Exercise description:
Copy out the material below word for word, starting at the line that contains "Point on each instance of the woman's shoulder." and continuing through the end of the material.

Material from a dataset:
====================

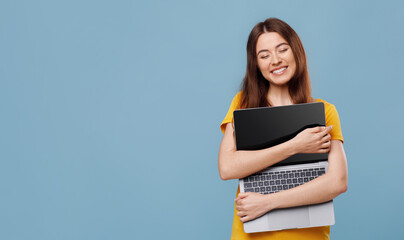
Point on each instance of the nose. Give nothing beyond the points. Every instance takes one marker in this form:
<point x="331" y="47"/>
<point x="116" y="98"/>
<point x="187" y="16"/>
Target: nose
<point x="276" y="59"/>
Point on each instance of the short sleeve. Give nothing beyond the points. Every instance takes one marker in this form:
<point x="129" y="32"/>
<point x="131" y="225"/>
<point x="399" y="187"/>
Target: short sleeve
<point x="235" y="104"/>
<point x="332" y="118"/>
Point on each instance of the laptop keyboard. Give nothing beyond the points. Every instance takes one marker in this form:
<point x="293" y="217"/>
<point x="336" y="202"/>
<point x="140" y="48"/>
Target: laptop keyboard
<point x="271" y="182"/>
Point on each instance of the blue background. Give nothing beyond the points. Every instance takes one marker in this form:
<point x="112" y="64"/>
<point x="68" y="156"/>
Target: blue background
<point x="110" y="113"/>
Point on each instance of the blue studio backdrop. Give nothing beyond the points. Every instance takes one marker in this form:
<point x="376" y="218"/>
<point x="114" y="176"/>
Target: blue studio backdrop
<point x="110" y="113"/>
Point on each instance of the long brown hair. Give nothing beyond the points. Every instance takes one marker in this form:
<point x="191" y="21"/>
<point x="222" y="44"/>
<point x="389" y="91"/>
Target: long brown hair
<point x="255" y="86"/>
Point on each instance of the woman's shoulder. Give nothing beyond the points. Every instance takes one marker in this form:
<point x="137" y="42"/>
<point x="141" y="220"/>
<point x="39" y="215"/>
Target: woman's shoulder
<point x="237" y="99"/>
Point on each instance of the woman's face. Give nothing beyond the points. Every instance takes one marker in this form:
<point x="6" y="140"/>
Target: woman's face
<point x="275" y="58"/>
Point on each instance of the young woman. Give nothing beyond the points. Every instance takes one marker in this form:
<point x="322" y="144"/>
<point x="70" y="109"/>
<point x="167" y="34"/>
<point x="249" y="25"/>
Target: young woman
<point x="277" y="75"/>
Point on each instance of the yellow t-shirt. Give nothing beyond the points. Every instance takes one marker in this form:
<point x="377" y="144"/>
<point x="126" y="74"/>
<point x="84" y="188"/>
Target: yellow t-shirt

====================

Task solution:
Point on each instance of the woman's shoulder. Give nothing beyond the points. Every instance takes one marker in this form:
<point x="137" y="42"/>
<point x="141" y="220"/>
<point x="39" y="215"/>
Target: woman's shoulder
<point x="237" y="99"/>
Point on each instance of the woman's face. Give nothing beyond the points. Every instance takes one marker in this form:
<point x="6" y="140"/>
Target: woman's face
<point x="275" y="58"/>
Point on each instance of the young woman. Give nothing beyond the points. Every instance takes one marker in this form:
<point x="322" y="144"/>
<point x="70" y="109"/>
<point x="167" y="34"/>
<point x="249" y="25"/>
Target: young woman
<point x="277" y="75"/>
Point on each instance of the yellow t-shirt. Give nothing beyond the points. Every instance takes one marker in this form:
<point x="377" y="144"/>
<point x="126" y="74"/>
<point x="84" y="188"/>
Target: yellow t-shirt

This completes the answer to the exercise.